··· Records to use ···
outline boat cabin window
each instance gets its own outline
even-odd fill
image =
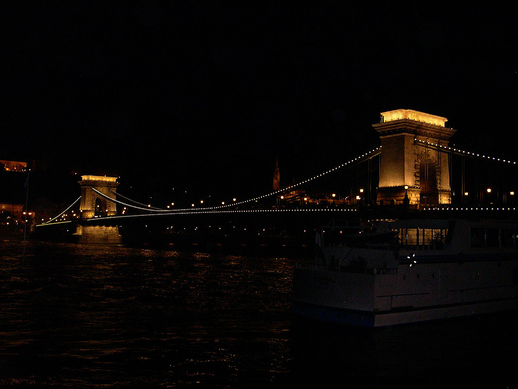
[[[471,229],[472,247],[512,247],[516,245],[516,230],[514,228]]]
[[[448,235],[447,228],[400,228],[398,232],[402,247],[418,249],[442,248]]]
[[[516,245],[516,231],[514,228],[502,229],[502,247],[513,247]]]

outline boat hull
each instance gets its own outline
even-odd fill
[[[382,327],[516,310],[517,269],[516,260],[431,262],[370,274],[299,266],[293,313]]]

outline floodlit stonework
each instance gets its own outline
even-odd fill
[[[81,186],[81,203],[79,211],[83,219],[95,216],[112,216],[117,214],[117,204],[109,201],[93,190],[95,189],[112,199],[115,195],[110,189],[116,191],[119,183],[116,177],[84,175],[79,182]]]
[[[373,125],[381,140],[379,203],[402,204],[405,196],[414,205],[451,202],[448,156],[427,145],[448,145],[455,131],[447,120],[412,109],[381,113]]]

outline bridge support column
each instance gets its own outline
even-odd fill
[[[448,146],[455,131],[447,120],[412,109],[381,113],[372,126],[381,140],[378,202],[402,204],[406,196],[415,206],[451,202],[448,156],[426,146]]]
[[[107,200],[95,192],[95,189],[103,195],[112,199],[115,195],[110,191],[116,191],[119,183],[116,177],[104,176],[81,176],[79,185],[81,186],[81,203],[79,212],[83,220],[92,217],[111,216],[117,215],[117,204]]]

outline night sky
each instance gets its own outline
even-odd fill
[[[398,108],[516,158],[508,10],[22,3],[0,5],[0,159],[116,175],[142,193],[251,197],[271,189],[276,158],[292,182],[370,150],[380,113]]]

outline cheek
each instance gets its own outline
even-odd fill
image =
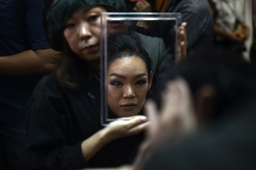
[[[64,38],[65,38],[71,50],[74,50],[77,46],[76,41],[74,36],[74,33],[72,33],[68,31],[64,31]]]

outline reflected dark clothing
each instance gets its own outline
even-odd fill
[[[255,169],[255,102],[233,109],[206,132],[155,151],[143,169]]]
[[[28,109],[29,157],[32,169],[76,169],[132,163],[142,133],[113,141],[86,162],[81,143],[101,129],[100,84],[92,75],[83,87],[61,86],[55,75],[37,86]]]

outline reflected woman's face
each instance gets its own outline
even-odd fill
[[[153,75],[149,75],[146,64],[136,57],[118,59],[108,69],[108,102],[118,117],[138,114],[141,109]]]

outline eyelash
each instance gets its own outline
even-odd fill
[[[139,80],[135,84],[135,85],[142,85],[145,84],[147,82],[144,80]],[[109,84],[114,86],[120,86],[123,85],[123,84],[120,82],[114,82],[109,83]]]

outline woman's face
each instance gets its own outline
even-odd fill
[[[138,114],[151,86],[147,66],[136,57],[115,60],[108,69],[108,102],[110,109],[119,117]]]
[[[100,16],[101,13],[106,12],[101,6],[86,8],[73,14],[65,25],[64,37],[70,49],[79,57],[93,65],[99,63]],[[114,33],[126,30],[126,28],[121,26],[110,23],[108,32]]]

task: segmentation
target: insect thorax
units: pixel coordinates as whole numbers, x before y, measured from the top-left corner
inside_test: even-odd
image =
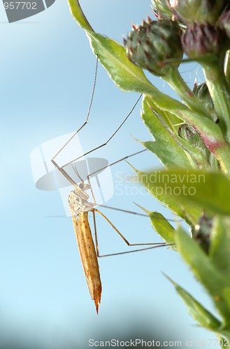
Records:
[[[85,200],[85,194],[84,194],[84,192],[80,192],[77,190],[70,192],[68,201],[71,209],[73,210],[76,215],[82,212],[92,211],[94,209],[94,204],[88,202],[88,201]]]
···
Exercise aim — Write out each entry exactly as given, omitting any picture.

Task response —
outline boat cabin window
each instance gets its own outline
even-odd fill
image =
[[[471,229],[472,247],[512,247],[516,245],[516,230],[514,228]]]
[[[448,235],[447,228],[400,228],[398,232],[402,247],[418,249],[442,248]]]
[[[516,245],[516,231],[514,228],[502,229],[502,247],[513,247]]]

outline boat hull
each instance gets its own outline
even-odd fill
[[[382,327],[516,310],[517,269],[516,260],[431,262],[370,274],[299,266],[293,313]]]

outline floodlit stonework
each instance gets its own outline
even-odd fill
[[[81,186],[81,203],[79,211],[83,219],[95,216],[112,216],[117,214],[117,204],[109,201],[93,190],[95,189],[112,199],[115,195],[110,189],[116,191],[119,183],[116,177],[84,175],[79,182]]]
[[[373,125],[381,140],[379,203],[402,204],[405,196],[414,205],[451,202],[448,156],[427,145],[448,145],[455,131],[447,120],[412,109],[381,113]]]

outline bridge support column
each instance gets its own outline
even-odd fill
[[[448,146],[455,131],[447,120],[412,109],[381,113],[372,126],[381,140],[378,202],[402,204],[406,196],[415,206],[451,202],[448,156],[426,146]]]
[[[107,200],[95,192],[95,189],[103,195],[112,199],[115,195],[110,191],[116,191],[119,183],[116,177],[104,176],[81,176],[79,185],[81,186],[81,203],[79,212],[83,220],[92,217],[111,216],[117,215],[117,204]]]

outline night sky
each instance gets its own outline
even-odd fill
[[[398,108],[516,158],[508,10],[22,3],[0,5],[0,159],[116,175],[142,193],[251,197],[271,189],[276,158],[292,182],[370,150],[380,113]]]

outline cheek
each instance gets its own outline
even-odd fill
image =
[[[64,38],[65,38],[71,50],[74,50],[77,46],[76,41],[74,36],[74,33],[72,33],[68,31],[64,31]]]

outline reflected dark clothing
each instance gets its own outline
even-odd fill
[[[255,169],[255,102],[233,109],[206,132],[155,151],[143,169]]]
[[[28,109],[29,157],[32,169],[76,169],[132,163],[142,133],[113,141],[86,162],[81,143],[101,129],[100,84],[92,75],[83,87],[61,86],[55,75],[37,86]]]

outline reflected woman's face
each instance gets its own outline
even-odd fill
[[[153,75],[149,75],[146,64],[136,57],[118,59],[108,69],[108,102],[118,117],[138,114],[141,109]]]

outline eyelash
each instance gets its own outline
even-odd fill
[[[139,80],[135,84],[135,85],[142,85],[145,84],[147,82],[144,80]],[[109,84],[114,86],[120,86],[123,85],[123,84],[120,82],[114,82],[109,83]]]

outline woman's face
each instance gets its own outline
even-odd fill
[[[138,114],[151,86],[147,66],[136,57],[115,60],[108,69],[108,102],[110,109],[119,117]]]
[[[100,16],[101,13],[106,12],[101,6],[86,8],[73,14],[65,25],[64,37],[70,49],[79,57],[93,65],[99,63]],[[114,33],[126,30],[126,28],[121,26],[110,23],[108,32]]]

task: segmentation
target: insect thorax
units: pixel coordinates as whole numbers, x before y, measured from the top-left corner
inside_test: even-odd
image =
Records:
[[[85,200],[85,194],[84,194],[84,192],[80,192],[77,190],[70,192],[68,201],[71,209],[73,210],[76,215],[82,212],[92,211],[94,209],[94,204],[88,202],[88,201]]]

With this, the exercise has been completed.